Written tasks:
A: Decide whether each statement agrees with the article about John Man. Answer yes or no for each, and quote the words of the article that settle it.
(i) John Man is a 25-year-old gardener.
(ii) Man posted a Facebook status that assessed the conflict from both sides.
(iii) Man says he might discuss Israeli military operations over a private dinner with someone he had vetted.
B: Write the next part of the article about John Man, beginning right after its final sentence.

Selected text:
■ ■ ■ ■

Man Narrowly Avoids Thinking About Israel

25-year-old gardener John Man was reading an article about the conflict between weapons and human flesh currently raging in Gaza and almost had an opinion. Luckily he was able to stop himself before it was too late. “Yes- I’m glad to say that despite a narrow brush with critical thinking and nuanced debate holistically assessing multiple points of view, I managed to remain completely innocent of any opinion whatsoever.”

Man very nearly posted a Facebook status that tried to assess the conflict from both sides. When Facebook’s advertising algorithm capitalised on his post by offering him a link to neo-Nazi groups and Satanist child-murdering clubs he quickly thought better of it. “In this day and age it is important to appreciate the power of social media. If you are seen to support anyone, it means you want  other people to die, and that’s wrong.”

Man has brushed aside critics who say that the sort of blank passivity he is endorsing represents a failure of human inquiry, and even goes against the principle of truth itself. “I disagree with that premise; if there is one thing Facebook and Twitter has taught me it is that truth can never be more important than our personal reputations and public profiles. Perhaps I could discuss the finer points of Israeli military operations over a private dinner with someone I had vetted beforehand, but I would certainly never do it out in the open. That’s just asking to be attacked.”

■ ■ ■ ■

Given material:
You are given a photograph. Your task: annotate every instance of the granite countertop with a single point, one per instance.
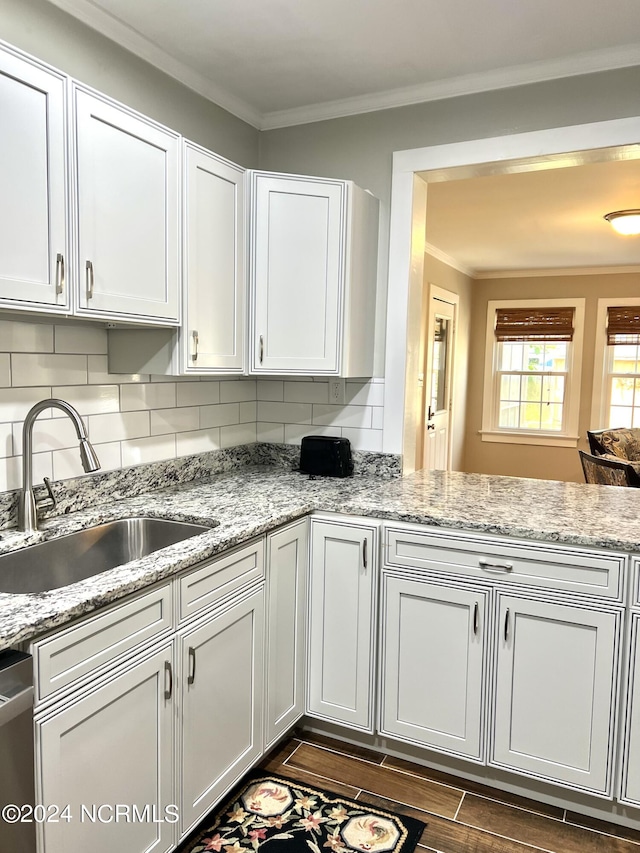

■ ■ ■ ■

Task results:
A:
(i) Yes: "25-year-old gardener John Man"
(ii) No: "Man very nearly posted a Facebook status that tried to assess the conflict from both sides."
(iii) Yes: "Perhaps I could discuss the finer points of Israeli military operations over a private dinner with someone I had vetted beforehand"

B:
Man says his deliberate emptiness was inspired by a member of One Direction, who who famously vowed to wear a purity ring symbolising his lack of involvement in the conflict. “As a noise-making member of a boy band he is never required to have opinions” said Man. “In fact, it would be newsworthy for him to express any thoughts at all. He represents the style of thinking I aspire towards: silent, privileged complicity.”

Bob Guy, who has no opinions of his own either, supported Man’s desire for a clean slate. “I only read pro-Israel articles now,” said Guy, “since they are usually written with such powerful rhetoric and they convey such a strong sense of personal identity that I get a super-great feeling in my tummy. I used to be upset when I read about civilian casualties, so I don’t read about them anymore.”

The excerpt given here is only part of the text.